(Excerpted text begins)
Oct. 14 (Bloomberg) -- A free-trade deal with the U.S. will be a force for stability in Northeast Asia as nations pressure Kim Jong Il to abandon North Korea’s nuclear-weapons program, South Korean President Lee Myung Bak said.
Speaking to the U.S. Congress during a visit to Washington after meeting with President Barack Obama, Lee said yesterday the pact with the U.S., reached in 2007 and approved on Oct. 12, opens a “new chapter” in the relationship between the two nations.
“For Korea, America is not a distant land,” he said in the speech in the House chamber. “America is our neighbor and our friend."
The trade deal, which goes to Obama for his signature and must be approved by South Korea’s National Assembly, may increase U.S. exports as much as $10.9 billion in the first year that it’s in full effect, according to the U.S. International Trade Commission. The accord may increase imports from South Korea by $6.9 billion, according to the commission.
"Our free trade agreement has significance because it will be a force for stability," Lee said. "Because lasting stability, again, depends on economic opportunity being open and robust. Our relationship can the catalyst that generates growth all along the Pacific Rim."
The two Koreas, facing off across the world’s most heavily armed border, never signed a peace treaty after a 1950-53 conflict. The U.S. has troops in South Korea as a legacy of the Korean War, when China fought alongside North Korea.
Lee rolled back his predecessor’s ‘‘Sunshine Policy” of engaging with North Korea when he took office in 2008, saying the policy rewarded Kim Jong Il’s regime for provocative behavior -- a view echoed by the Obama administration.
Relations with North Korea have soured. Last year North Korea shelled Yeonpyeong Island, killing four people, and was blamed for a torpedo attack on a South Korea warship that claimed 46 lives.
In an interview with Bloomberg News in New York last month, Lee said plans to build a natural-gas pipeline across the divided peninsula are realistic, signaling a potential easing of tensions between the two nations. Lee said yesterday that North Korea must give up its nuclear ambitions and that the two nations need to achieve a “peaceful reunification.”
(Excerpted text ends)
Task goal: Carry on the news report about South Korean President Lee Myung Bak's address to the U.S. Congress, starting right after its final sentence.
(Information supplied begins)
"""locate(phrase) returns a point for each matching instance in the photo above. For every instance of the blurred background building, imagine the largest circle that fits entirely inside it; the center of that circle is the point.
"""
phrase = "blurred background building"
(Information supplied ends)
Written answer:
“A unified Korea will be a friend to all and a threat to none,” Lee said. “We therefore must achieve the denuclearization of the Korean Peninsula.”
The trade agreement between the U.S. and South Korea removes duties on almost two-thirds of American farm exports, and phases out tariffs on more than 95 percent of industrial and consumer exports within five years.
The South Korean tariff phase-outs increase market access for U.S. chemical, automobile, medical device and drug companies, and the end of duties on a range of agricultural exports would aid producers of meat, dairy, vegetables and fruits and nuts. Banks and communications companies would also gain opportunities through reductions in regulatory barriers.
The South Korea government expects to approve its own bill on the agreement soon, enabling the trade pact to take effect on Jan. 1, the nation’s foreign ministry said yesterday in a statement on its website. Obama said at a news conference with Lee yesterday that he will sign the agreement “in the coming days.”
The U.S. Department of Energy said yesterday that the U.S. and South Korea established a partnership to strengthen cooperation in clean-energy and technology research and development.
“As our countries move down this path, we will be moving even closer together,” Lee said.